Segment Open

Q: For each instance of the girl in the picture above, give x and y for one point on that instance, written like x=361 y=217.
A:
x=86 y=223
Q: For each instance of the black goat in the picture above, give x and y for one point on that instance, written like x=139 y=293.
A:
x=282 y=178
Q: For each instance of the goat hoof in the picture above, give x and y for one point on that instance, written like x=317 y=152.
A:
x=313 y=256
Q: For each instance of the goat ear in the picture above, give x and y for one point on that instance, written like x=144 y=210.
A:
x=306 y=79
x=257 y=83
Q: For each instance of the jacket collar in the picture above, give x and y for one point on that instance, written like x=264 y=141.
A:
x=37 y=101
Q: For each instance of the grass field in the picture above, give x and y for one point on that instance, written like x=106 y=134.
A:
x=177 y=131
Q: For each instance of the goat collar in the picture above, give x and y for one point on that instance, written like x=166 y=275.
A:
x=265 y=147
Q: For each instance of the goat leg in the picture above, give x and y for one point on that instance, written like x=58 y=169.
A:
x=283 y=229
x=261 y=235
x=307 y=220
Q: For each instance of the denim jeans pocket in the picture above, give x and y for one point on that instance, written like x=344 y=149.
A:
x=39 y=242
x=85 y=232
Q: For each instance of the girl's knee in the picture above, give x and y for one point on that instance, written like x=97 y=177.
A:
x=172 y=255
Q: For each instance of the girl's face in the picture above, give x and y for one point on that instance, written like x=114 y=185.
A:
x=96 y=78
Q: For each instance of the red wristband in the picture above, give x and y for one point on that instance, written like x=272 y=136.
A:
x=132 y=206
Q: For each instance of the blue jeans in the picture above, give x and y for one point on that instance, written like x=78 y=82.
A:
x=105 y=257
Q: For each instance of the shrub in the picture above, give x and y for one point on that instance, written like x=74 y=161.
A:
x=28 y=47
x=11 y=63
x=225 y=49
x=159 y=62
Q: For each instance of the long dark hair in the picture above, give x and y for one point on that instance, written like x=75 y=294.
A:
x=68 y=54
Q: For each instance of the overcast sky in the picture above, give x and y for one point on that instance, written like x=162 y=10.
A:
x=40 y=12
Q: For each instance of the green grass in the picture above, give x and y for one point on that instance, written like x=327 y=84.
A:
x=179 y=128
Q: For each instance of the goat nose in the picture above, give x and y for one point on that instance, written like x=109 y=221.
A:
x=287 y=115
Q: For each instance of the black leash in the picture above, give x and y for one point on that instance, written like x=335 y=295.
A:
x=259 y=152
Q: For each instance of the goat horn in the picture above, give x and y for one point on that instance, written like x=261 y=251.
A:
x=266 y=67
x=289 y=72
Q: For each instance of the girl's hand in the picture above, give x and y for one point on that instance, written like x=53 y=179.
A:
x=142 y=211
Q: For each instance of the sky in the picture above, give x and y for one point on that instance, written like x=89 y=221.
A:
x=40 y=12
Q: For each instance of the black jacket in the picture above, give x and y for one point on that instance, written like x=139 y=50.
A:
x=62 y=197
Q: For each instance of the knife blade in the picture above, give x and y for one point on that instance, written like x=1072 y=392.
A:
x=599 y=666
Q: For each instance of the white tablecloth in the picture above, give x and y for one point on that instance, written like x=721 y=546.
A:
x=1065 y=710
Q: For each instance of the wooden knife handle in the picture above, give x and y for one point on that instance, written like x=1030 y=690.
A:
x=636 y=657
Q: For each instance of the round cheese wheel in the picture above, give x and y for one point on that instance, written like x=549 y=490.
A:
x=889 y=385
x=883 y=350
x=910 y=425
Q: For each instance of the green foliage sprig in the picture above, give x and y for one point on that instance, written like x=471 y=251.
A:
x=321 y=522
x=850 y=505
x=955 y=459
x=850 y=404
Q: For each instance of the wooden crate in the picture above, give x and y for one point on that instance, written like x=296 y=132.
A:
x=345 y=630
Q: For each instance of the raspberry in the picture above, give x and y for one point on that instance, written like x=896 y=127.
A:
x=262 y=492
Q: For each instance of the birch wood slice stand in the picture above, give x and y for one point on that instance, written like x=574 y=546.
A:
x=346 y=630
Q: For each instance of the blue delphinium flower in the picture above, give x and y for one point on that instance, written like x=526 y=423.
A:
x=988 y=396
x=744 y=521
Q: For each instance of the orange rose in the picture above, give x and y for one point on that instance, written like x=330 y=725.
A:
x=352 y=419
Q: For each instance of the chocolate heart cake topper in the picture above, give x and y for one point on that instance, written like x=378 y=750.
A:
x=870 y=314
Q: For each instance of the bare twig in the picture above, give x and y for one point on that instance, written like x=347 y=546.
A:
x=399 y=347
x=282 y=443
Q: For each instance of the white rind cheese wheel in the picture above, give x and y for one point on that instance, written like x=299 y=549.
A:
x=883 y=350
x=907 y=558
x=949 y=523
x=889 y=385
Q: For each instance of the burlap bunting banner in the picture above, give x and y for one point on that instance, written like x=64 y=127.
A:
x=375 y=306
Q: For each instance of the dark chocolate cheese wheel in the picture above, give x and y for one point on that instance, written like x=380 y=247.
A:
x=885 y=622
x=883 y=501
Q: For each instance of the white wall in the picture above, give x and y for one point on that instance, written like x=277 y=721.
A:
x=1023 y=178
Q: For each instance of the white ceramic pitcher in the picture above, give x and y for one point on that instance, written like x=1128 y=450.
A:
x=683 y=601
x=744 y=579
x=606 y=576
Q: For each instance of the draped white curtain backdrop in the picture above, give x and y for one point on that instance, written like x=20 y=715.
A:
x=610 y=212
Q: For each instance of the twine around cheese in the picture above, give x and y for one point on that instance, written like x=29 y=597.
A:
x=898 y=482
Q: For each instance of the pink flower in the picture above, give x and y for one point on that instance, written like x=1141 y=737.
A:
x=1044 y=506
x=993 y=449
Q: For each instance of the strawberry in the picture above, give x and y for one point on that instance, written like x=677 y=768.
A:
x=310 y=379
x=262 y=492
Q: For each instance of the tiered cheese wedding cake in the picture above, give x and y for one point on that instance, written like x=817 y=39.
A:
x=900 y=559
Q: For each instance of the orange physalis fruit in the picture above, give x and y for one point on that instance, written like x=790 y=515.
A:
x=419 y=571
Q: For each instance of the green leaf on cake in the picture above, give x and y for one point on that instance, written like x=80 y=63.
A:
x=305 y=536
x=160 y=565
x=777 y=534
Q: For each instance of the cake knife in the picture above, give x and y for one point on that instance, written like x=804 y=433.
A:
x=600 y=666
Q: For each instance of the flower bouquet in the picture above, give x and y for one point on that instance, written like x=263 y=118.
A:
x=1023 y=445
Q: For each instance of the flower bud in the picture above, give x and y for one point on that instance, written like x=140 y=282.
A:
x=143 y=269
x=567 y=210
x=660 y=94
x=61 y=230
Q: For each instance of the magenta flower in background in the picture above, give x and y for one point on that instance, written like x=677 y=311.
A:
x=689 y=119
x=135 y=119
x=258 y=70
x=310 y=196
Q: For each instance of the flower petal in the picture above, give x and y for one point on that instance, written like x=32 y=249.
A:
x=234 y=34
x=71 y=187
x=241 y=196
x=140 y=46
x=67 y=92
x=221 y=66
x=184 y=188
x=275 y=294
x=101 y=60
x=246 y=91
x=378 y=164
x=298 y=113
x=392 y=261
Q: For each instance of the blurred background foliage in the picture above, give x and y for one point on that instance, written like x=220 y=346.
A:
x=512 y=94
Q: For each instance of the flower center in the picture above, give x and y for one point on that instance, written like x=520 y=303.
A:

Segment Closed

▶ **Activity**
Output all preceding records character for character.

▶ **Solution for this task**
Q: For each instance of the girl in the picture above, give x and y for one point on that instance, written like x=361 y=217.
A:
x=86 y=223
Q: For each instance of the black goat in the picture above, give x and y for one point on that instance, written like x=139 y=293.
A:
x=282 y=178
Q: For each instance of the goat hoof in the picture above, give x and y for one point on that instance, written like x=317 y=152.
A:
x=313 y=256
Q: For each instance of the goat ear in the picture above, give x and y for one point on that instance, written like x=144 y=210.
A:
x=306 y=79
x=257 y=83
Q: For each instance of the jacket collar in the picture above, give x and y for one point on that instance, written like x=264 y=141.
A:
x=37 y=101
Q: For each instance of the grass field in the picture above, give x and y for one point on that instance, written like x=106 y=134.
A:
x=177 y=131
Q: For each instance of the goat collar in the picture above, give x and y for one point on that instance, written like x=166 y=275.
A:
x=265 y=147
Q: For each instance of the goat leg in the picture above, give x and y for one point on that instance, written like x=58 y=169.
A:
x=283 y=229
x=261 y=235
x=307 y=220
Q: For each instance of the denim jeans pocket in the picture above, give x and y for one point on that instance, written like x=344 y=149.
A:
x=39 y=242
x=85 y=232
Q: For each instance of the girl's knee in the picture above, give x and y for one point on that instance, written like x=97 y=177.
A:
x=172 y=255
Q: For each instance of the girl's face in the picture above, give x and y for one point on that instance, written like x=114 y=185.
A:
x=96 y=78
Q: For each instance of the red wristband in the picture above, give x and y for one point on that instance, written like x=272 y=136.
A:
x=132 y=206
Q: For each instance of the blue jeans in the picture above, give x and y for one point on that instance, written like x=78 y=82.
A:
x=105 y=257
Q: For each instance of the shrub in the picture above, give x and y for one point on that instance, written like x=74 y=161.
A:
x=28 y=47
x=11 y=63
x=225 y=49
x=159 y=62
Q: For each instance of the long dark hair in the picture above, give x and y for one point on that instance, written like x=75 y=294.
A:
x=68 y=54
Q: For each instance of the overcast sky in the picture above, give x and y for one point on that instance, written like x=162 y=10.
A:
x=40 y=12
Q: For each instance of the green grass in the picture above, give x and y for one point on that instance, written like x=327 y=84.
A:
x=179 y=128
Q: For each instance of the goat nose in the picture above, give x and y for one point on that instance, written like x=109 y=221.
A:
x=287 y=115
Q: For each instance of the black leash in the picture above, give x and y for one point on that instance, written like x=335 y=295.
A:
x=259 y=152
Q: For each instance of the goat horn in the picture above, give x and y for one point on that instance, written like x=261 y=251.
A:
x=266 y=67
x=289 y=72
Q: For each instance of the girl's hand in the picture above, give x and y for one point on that instance, written like x=53 y=179.
A:
x=142 y=211
Q: For each instance of the sky in the picture above, give x and y for one point on that instance, written like x=89 y=221.
A:
x=40 y=12
Q: For each instance of the black jacket in the picture above, give x and y for one point on that instance, written like x=139 y=50.
A:
x=62 y=197
Q: For each instance of the knife blade in the picture above, give x and y for one point on that instance, written like x=1072 y=392.
A:
x=599 y=666
Q: For each instance of the white tablecloth in the picture above, give x and y for one point on that instance, written like x=721 y=546.
A:
x=1065 y=710
Q: For each instance of the wooden knife handle in the picture above, give x and y for one point on that instance, written like x=1030 y=690.
A:
x=636 y=657
Q: For each instance of the round cheese wheel in the picture above, give x and y for one point on that instance, written like x=549 y=490.
A:
x=889 y=385
x=883 y=350
x=910 y=425
Q: For each instance of the green foliage sprig in the picture above, give x and y for one point on that instance, written like x=471 y=251.
A:
x=321 y=522
x=850 y=505
x=955 y=459
x=850 y=404
Q: For each instance of the wooden crate in the picture above, give x and y for one point on that instance, written like x=296 y=132.
A:
x=345 y=630
Q: For each instance of the raspberry in the picture above, give x and y for one point on that instance, written like x=896 y=127.
A:
x=262 y=492
Q: For each instance of the birch wood slice stand in the picture above, give x and y for one point on that instance, written like x=574 y=546.
A:
x=346 y=630
Q: For each instance of the blue delphinium flower in the picture above, give x and y for one point on that instance, written like x=526 y=423.
A:
x=988 y=396
x=744 y=521
Q: For each instance of the orange rose in the picture above, give x and y for one point on that instance, written like x=330 y=725.
A:
x=352 y=419
Q: For each instance of the chocolate heart cake topper in the picture above, give x and y for one point on that instance, written like x=378 y=750.
A:
x=870 y=314
Q: For each instance of the bare twig in the picture above, give x and y for one point on that instance, written like x=347 y=546.
A:
x=399 y=347
x=282 y=443
Q: For each instance of the white rind cheese wheel in the picture above, give x and y for one point on that instance, written like x=299 y=549.
A:
x=883 y=350
x=907 y=558
x=949 y=523
x=889 y=385
Q: For each instance of the burlap bunting banner in the picture above, give x and y for one point on that instance, written like x=64 y=127.
A:
x=375 y=306
Q: For each instance of the dark chocolate cheese wheel in the picture above, give x and y for one point on that instance, written like x=380 y=247.
A:
x=885 y=622
x=883 y=501
Q: For each instance of the white wall in the picture above, give x and y for one point on that instance, written like x=277 y=721.
A:
x=1023 y=178
Q: For each instance of the white ceramic pitcher in the picture above, give x and y for one point on that instance, written like x=1128 y=450.
A:
x=683 y=601
x=744 y=579
x=606 y=576
Q: For each instance of the draped white curtain backdrop in the picture above, give x and y for one point on that instance, written like x=20 y=715.
A:
x=610 y=212
Q: For each instance of the twine around cheese in the picture above, give x and y for one point on that instance, written like x=29 y=597.
A:
x=898 y=482
Q: For each instance of the pink flower in the picture above, give x and y for one point on that instance, written like x=1141 y=737.
A:
x=1044 y=506
x=993 y=449
Q: For each instance of the strawberry in the picture above, give x and y for one point on that instance, written like x=677 y=768.
A:
x=310 y=379
x=262 y=492
Q: For each instance of the tiered cheese wedding cake in the picture above, give x and y for one point on that instance, written like x=817 y=39.
A:
x=900 y=559
Q: For each instance of the orange physalis fruit in the picture above, give x and y for one point on that instance, written like x=790 y=515.
A:
x=419 y=571
Q: For each instance of the green leaf on cake in the picture above, give x and y for one point on that instance, written like x=80 y=63.
A:
x=305 y=536
x=160 y=565
x=777 y=534
Q: For each instance of the cake knife in the picture above, give x and y for one point on that instance, written like x=804 y=433.
A:
x=600 y=666
Q: For each instance of the flower bouquet in the picture above, give x and y for one point on that instance, written like x=263 y=118.
A:
x=1023 y=445
Q: For each instance of the flower bud in the picture above, give x and y for one point on that instance, written like x=140 y=282.
A:
x=143 y=269
x=567 y=210
x=660 y=94
x=61 y=230
Q: For each instance of the magenta flower in background in the picture above, give x and y for one point on that instance, written like x=677 y=311.
A:
x=689 y=119
x=135 y=119
x=258 y=70
x=310 y=196
Q: For each instance of the flower petal in the picture above, give x and y for one point on that instance, written like x=32 y=249.
A:
x=234 y=34
x=71 y=187
x=241 y=196
x=140 y=46
x=67 y=92
x=221 y=66
x=184 y=188
x=275 y=294
x=101 y=60
x=246 y=91
x=378 y=164
x=298 y=113
x=392 y=261
Q: For each instance of the blurred background foliage in the picture above, give x and y for one point on that instance, written like x=220 y=346.
A:
x=512 y=94
Q: For each instance of the flower center in the picture above, give x and y for one point on that instance, written like x=520 y=303.
A:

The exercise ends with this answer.